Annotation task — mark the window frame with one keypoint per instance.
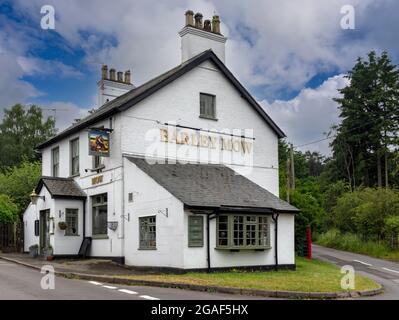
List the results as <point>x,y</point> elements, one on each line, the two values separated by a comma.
<point>53,164</point>
<point>151,224</point>
<point>67,230</point>
<point>231,244</point>
<point>73,158</point>
<point>94,207</point>
<point>204,114</point>
<point>195,243</point>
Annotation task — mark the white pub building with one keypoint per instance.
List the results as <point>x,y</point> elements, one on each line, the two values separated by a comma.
<point>178,173</point>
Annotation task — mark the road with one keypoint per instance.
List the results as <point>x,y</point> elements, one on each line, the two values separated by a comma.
<point>18,282</point>
<point>382,271</point>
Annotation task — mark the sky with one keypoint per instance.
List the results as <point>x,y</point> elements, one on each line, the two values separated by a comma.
<point>291,55</point>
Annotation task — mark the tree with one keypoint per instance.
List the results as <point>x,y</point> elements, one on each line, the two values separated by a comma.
<point>18,182</point>
<point>369,109</point>
<point>8,210</point>
<point>20,132</point>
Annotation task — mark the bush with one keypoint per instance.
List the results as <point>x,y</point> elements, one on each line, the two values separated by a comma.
<point>364,212</point>
<point>354,243</point>
<point>8,210</point>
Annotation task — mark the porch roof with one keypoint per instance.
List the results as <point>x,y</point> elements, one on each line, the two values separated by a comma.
<point>213,186</point>
<point>61,187</point>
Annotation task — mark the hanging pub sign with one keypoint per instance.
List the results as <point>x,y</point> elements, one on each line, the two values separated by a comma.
<point>98,142</point>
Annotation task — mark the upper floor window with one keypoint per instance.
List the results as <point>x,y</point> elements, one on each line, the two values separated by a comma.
<point>207,106</point>
<point>55,162</point>
<point>74,151</point>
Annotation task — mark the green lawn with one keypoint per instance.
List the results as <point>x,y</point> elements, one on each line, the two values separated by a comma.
<point>310,276</point>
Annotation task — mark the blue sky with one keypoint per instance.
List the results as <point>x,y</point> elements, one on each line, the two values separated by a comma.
<point>292,55</point>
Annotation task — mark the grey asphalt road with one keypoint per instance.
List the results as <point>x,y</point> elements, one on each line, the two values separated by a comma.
<point>382,271</point>
<point>19,282</point>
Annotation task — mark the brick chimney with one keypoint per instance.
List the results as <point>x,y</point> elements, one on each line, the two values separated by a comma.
<point>197,36</point>
<point>113,84</point>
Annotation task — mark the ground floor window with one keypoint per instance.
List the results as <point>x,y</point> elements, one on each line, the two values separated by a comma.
<point>100,215</point>
<point>243,232</point>
<point>195,231</point>
<point>148,232</point>
<point>72,220</point>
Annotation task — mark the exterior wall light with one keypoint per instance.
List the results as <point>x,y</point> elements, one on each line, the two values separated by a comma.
<point>34,197</point>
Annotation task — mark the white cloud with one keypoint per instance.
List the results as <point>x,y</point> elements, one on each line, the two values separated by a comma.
<point>309,115</point>
<point>65,113</point>
<point>35,66</point>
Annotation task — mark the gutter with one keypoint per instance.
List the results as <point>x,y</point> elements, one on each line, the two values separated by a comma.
<point>208,241</point>
<point>275,219</point>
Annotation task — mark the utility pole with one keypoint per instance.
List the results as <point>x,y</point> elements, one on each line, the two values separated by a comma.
<point>292,167</point>
<point>288,179</point>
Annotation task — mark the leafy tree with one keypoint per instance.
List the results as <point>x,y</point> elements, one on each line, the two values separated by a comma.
<point>365,212</point>
<point>8,210</point>
<point>20,132</point>
<point>369,110</point>
<point>18,182</point>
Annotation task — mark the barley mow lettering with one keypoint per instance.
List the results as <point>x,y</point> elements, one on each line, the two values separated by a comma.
<point>212,141</point>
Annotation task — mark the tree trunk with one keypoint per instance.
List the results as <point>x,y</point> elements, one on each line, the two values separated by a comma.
<point>379,175</point>
<point>386,169</point>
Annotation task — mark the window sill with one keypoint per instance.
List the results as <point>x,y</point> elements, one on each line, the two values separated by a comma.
<point>99,236</point>
<point>235,249</point>
<point>208,118</point>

- - - -

• **Activity**: Give the listing again in full, exactly as it is, but without its images.

• **Task output**:
Annotation task — mark the window frame with one keypoint per instance.
List the results as <point>x,y</point> elements, one on each line, the two values separated by a comma.
<point>53,164</point>
<point>151,224</point>
<point>67,230</point>
<point>231,244</point>
<point>73,158</point>
<point>94,207</point>
<point>204,114</point>
<point>195,243</point>
Annotation task — mark the white pub building with one keypoint per instance.
List the results as <point>x,y</point> elements, one on each line, the two values separated by a comma.
<point>178,173</point>
Annotation task — mark the road with one keypoint per instance.
List the results as <point>x,y</point> elements, one on each line, the two values separated by a comma.
<point>18,282</point>
<point>382,271</point>
Annotation task — mark the sky with one keypoint per instance.
List the results as <point>x,y</point> elements, one on each line, the two values separated by a comma.
<point>291,55</point>
Annotation task — mark the tree with one keypoint per instance.
List the results as <point>x,y</point> elements, one on each line, the two values separated by a comma.
<point>18,182</point>
<point>369,109</point>
<point>8,210</point>
<point>20,132</point>
Annotation task — mark the bush with one keypoint per instance.
List the results as <point>x,y</point> elements, one on each line, the two values separated by a comma.
<point>364,212</point>
<point>354,243</point>
<point>8,210</point>
Annotation task — mark the porch roof with one keypoint per instance.
List the results as <point>x,y</point> elements, one on each line, the two values separated by a comma.
<point>213,186</point>
<point>61,187</point>
Annotation task — mark the hanging pub sign with one keypoint per instance.
List the results as <point>x,y</point> elements, one on each line, the two values separated by a comma.
<point>98,142</point>
Annotation task — mark the upper floor window with one keypoint per instance.
List the results as <point>x,y</point> elements, one on each line, the two values separated by a comma.
<point>207,106</point>
<point>55,162</point>
<point>74,151</point>
Annotation task — mark the green lawn with one keypoint per instance.
List the results as <point>x,y</point> elements, one on each line, the two values separated by a comma.
<point>310,276</point>
Annotation task — mark the blue sky with one keypoint per instance.
List the results as <point>x,y</point> elements, one on each line, the two values separated by a comma.
<point>292,55</point>
Annotation task — mark the grey asphalt road with one keypoint per instance.
List the results as <point>x,y</point> elements, one on each line, the two values separated by a comma.
<point>382,271</point>
<point>19,282</point>
Annotation task — mark the brick chimney with one keypoint per instance.
List the results as <point>x,y</point> elements, one on each line, the two values separated by a comma.
<point>197,36</point>
<point>113,84</point>
Annotation task — mark the ground floor window with one keypoint per instance.
List the results as <point>x,y</point> elements, one on each line, the two values separated by a comma.
<point>100,215</point>
<point>243,232</point>
<point>195,231</point>
<point>148,232</point>
<point>72,220</point>
Annotation task — mark the exterior wall light with one keypoint per instance.
List the results as <point>x,y</point> elements, one on each line, the two values separated by a comma.
<point>34,197</point>
Annotation task — mark the white cloud with one keypoint per instance.
List the results as <point>x,y</point> elements, one on each line, the two values separated by a comma.
<point>309,115</point>
<point>65,113</point>
<point>35,66</point>
Annotation task — mark the gutter with one keypoint per instance.
List the results as <point>x,y</point> elements, one on each line, the two values separated by a comma.
<point>208,241</point>
<point>275,219</point>
Annotation task — mark the utility pole with one keypoint per instance.
List the results as <point>x,y</point> elements, one on each line, the two values separated by a comma.
<point>292,167</point>
<point>288,179</point>
Annotation task — mark the leafy tree with one keypoint per instance.
List the results as <point>x,y</point> elements, one on each line, the two values separated by a comma.
<point>365,212</point>
<point>8,210</point>
<point>20,132</point>
<point>369,110</point>
<point>18,182</point>
Annotation task — mark the barley mow lettering with one keypoint per instance.
List the results as <point>x,y</point> elements, one on each line, the two values separated by a comma.
<point>212,141</point>
Annotation task — mark the tree trunk with one keypoint per instance.
List the results as <point>x,y</point> elements, one on each line, the two values separated by a comma.
<point>379,175</point>
<point>386,169</point>
Annotation task — mark the window sill with one keypoint per instance.
List the results as <point>x,y</point> elements, one on each line, the two values separated by a comma.
<point>99,236</point>
<point>235,249</point>
<point>208,118</point>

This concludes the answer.